INPUT MATERIAL >>
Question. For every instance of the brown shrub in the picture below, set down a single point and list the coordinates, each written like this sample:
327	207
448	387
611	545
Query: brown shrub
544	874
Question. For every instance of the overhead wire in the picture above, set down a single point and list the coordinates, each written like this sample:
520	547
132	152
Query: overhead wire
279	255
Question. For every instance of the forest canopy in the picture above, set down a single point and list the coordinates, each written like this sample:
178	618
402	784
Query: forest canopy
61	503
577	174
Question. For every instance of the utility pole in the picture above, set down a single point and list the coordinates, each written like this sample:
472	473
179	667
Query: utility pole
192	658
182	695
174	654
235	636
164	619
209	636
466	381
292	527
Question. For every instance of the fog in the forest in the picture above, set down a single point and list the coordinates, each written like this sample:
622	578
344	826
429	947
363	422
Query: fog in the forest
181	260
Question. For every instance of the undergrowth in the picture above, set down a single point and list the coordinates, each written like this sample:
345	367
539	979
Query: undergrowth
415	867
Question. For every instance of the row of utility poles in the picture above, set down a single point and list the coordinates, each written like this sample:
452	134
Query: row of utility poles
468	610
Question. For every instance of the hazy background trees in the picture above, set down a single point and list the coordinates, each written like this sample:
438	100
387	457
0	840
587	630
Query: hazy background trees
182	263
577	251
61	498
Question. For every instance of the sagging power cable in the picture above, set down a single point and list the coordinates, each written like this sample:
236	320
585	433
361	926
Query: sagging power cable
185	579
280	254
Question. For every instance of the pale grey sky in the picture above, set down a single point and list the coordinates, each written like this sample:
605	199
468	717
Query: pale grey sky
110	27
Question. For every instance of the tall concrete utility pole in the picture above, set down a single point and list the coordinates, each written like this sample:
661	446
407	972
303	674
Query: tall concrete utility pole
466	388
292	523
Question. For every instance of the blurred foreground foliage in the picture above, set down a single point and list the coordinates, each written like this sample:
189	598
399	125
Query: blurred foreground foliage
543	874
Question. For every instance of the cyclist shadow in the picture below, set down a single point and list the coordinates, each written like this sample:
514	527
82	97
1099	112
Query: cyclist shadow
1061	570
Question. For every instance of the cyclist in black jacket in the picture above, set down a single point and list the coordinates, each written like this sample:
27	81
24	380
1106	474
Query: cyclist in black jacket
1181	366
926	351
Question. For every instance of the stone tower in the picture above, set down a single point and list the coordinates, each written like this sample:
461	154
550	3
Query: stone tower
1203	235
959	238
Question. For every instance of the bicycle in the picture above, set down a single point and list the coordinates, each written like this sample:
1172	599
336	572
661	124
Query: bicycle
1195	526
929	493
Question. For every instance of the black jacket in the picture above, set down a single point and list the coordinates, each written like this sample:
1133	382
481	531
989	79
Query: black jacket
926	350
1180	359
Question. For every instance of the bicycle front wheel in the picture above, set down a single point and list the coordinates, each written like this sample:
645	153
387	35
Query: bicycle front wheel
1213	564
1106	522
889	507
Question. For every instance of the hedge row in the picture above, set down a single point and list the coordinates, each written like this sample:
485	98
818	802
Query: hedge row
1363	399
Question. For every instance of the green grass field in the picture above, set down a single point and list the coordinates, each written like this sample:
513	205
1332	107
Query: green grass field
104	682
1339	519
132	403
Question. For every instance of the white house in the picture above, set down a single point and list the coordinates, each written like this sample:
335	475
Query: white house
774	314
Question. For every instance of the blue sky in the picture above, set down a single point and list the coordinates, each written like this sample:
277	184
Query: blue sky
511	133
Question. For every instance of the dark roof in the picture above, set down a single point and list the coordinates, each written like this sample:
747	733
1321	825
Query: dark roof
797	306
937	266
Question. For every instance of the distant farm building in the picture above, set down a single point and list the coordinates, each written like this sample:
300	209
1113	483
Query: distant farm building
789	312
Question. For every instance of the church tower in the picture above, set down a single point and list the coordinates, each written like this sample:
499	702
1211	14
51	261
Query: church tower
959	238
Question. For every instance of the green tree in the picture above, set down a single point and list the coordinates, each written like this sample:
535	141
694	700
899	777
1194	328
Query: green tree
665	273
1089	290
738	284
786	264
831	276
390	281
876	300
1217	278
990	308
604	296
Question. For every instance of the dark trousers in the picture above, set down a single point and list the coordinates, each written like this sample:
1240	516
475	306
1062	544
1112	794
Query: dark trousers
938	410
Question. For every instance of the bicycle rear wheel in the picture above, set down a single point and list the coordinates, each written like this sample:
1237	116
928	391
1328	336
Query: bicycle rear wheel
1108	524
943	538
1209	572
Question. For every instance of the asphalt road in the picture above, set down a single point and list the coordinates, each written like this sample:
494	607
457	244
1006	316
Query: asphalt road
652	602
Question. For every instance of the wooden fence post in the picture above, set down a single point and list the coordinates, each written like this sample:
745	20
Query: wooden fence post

GOAL >> Extract every entry in the listing word for word.

RESULT >>
Question. For every instance of the brown shrub in the picture below, set down a single point and list the coordinates, each written like this sample:
327	207
448	387
611	545
Query: brown shrub
544	874
Question. For every instance of the overhead wire in the picture above, set down a single point and list the coordinates, each written like this sample:
520	547
132	152
Query: overhead wire
279	255
Question. For every instance of the forest canopy in the picture above, set down a single point and list the coordinates, each written like this sample:
178	618
402	784
Query: forest canopy
61	503
577	174
Question. For every instance of the utility pole in the picture above, set down a single point and list the coordinates, each written like this sample:
472	473
179	667
Query: utility pole
192	658
182	695
174	654
235	636
164	619
209	636
466	381
292	527
Question. For every instance of the fog in the forest in the picture above, set down a single point and list the coordinates, each written like this sample:
622	578
344	826
429	947
363	422
Query: fog in the forest
181	260
Question. For every instance of the undergrowth in the picture above, set down a single point and list the coordinates, each written like this sample:
345	367
539	979
Query: undergrowth
415	867
Question. For every instance of the row of utility poles in the picture above, set down a single point and list the coordinates, each written like this sample:
452	134
Query: row of utility poles
468	610
Question. For every instance of the hazy background trees in the picture above, set down a single point and list the coordinates, each written like this sample:
438	100
387	457
0	840
587	630
Query: hazy background trees
182	263
577	251
61	498
Question. For every instance of the sagging power cable in the picture above, set down a single point and list the coordinates, each written like this sample:
236	320
585	433
361	926
Query: sagging power cable
185	579
280	254
Question. For every instance of the pale grey sky in the picture above, set down a single point and list the coordinates, each written like this sample:
605	199
468	717
Query: pale grey sky
110	27
Question. For every instance of the tall concrete utility pole in the picture above, set down a single point and list the coordinates, each written like this sample:
661	446
407	972
303	674
Query: tall concrete utility pole
466	388
292	523
Question. For every instance of the blurred foreground foliage in the picture above, set down a single point and list the coordinates, each written like this sample:
189	598
399	125
Query: blurred foreground foliage
543	874
Question. For every instance of the cyclist shadow in the picture below, set down a single point and list the coordinates, each written like this sample:
514	527
82	97
1099	112
Query: cyclist shadow
1061	570
Question. For every instance of the cyclist in black jacket in the picture above, set down a single point and list the coordinates, each written like this sample:
27	81
24	380
1106	474
Query: cyclist in black jacket
1181	366
926	351
Question. For every instance of the stone tower in the picture above, set down a single point and list the coordinates, each written like this sample:
461	154
550	3
Query: stone tower
1203	235
959	238
Question. For every instance of the bicycle in the picture above, set down a single point and list the coordinates, each written like this sample:
1172	599
336	572
661	124
Query: bicycle
1195	526
929	493
Question. For every instance of the black jacket in the picture above, set down a single point and list the coordinates, each written like this sample:
1133	382
481	531
989	79
Query: black jacket
926	350
1180	359
Question. For every instance of the bicycle front wheel in the picture above, set down a single point and list the coordinates, each written like this sample:
645	153
387	35
Query: bicycle front wheel
1213	564
1106	522
889	507
Question. For every instance of the hedge row in the picture above, set down a single point and list the coordinates, each written like this sample:
485	98
818	802
Query: hedge row
1363	399
Question. For every instance of the green grass field in the picture above, set down a single point and list the coordinates, each written like this sample:
513	205
1332	107
Query: green grass field
104	682
1339	519
132	403
Question. For every instance of the white house in the picture above, set down a single point and list the coordinates, each written like this sample:
335	475
Query: white house
774	314
Question. For every instance of the blue sky in the picture above, set down a single point and list the coordinates, each written like this sample:
277	184
Query: blue sky
511	133
Question. For every instance of the dark roof in the picture above, set down a single point and list the coordinates, each written like this sample:
747	733
1321	825
Query: dark roof
797	306
937	266
Question. For every instance of the distant farm building in the picture above, set down a single point and list the coordinates, each written like this sample:
300	209
1113	483
Query: distant farm building
789	312
Question. For every instance of the church tower in the picture above, set down a single point and list the coordinates, each written like this sample:
499	702
1211	14
51	261
Query: church tower
959	238
Question. For every instance of the green tree in the picture above, set down a single point and list the coordinates, each written like this sample:
535	141
694	700
899	777
1194	328
Query: green tree
665	273
1089	290
738	284
786	264
831	276
390	281
876	300
1217	278
990	308
604	296
Question. For every instance of the dark trousers in the picture above, set down a single point and list the coordinates, each written like this sample:
1240	516
475	306
1062	544
1112	794
Query: dark trousers
938	410
Question. For every instance of the bicycle rear wheel in the picture above, set down a single point and list the coordinates, each written like this sample:
1237	116
928	391
1328	336
Query: bicycle rear wheel
1108	524
943	538
1209	572
Question. For every instance of the asphalt road in the picture above, set down a single point and list the coordinates, each written like this sample:
494	607
457	244
1006	316
Query: asphalt road
652	602
Question. For every instance of the wooden fence post in the picture above, set down a single point and list the coordinates, each written like this sample:
745	20
Query: wooden fence post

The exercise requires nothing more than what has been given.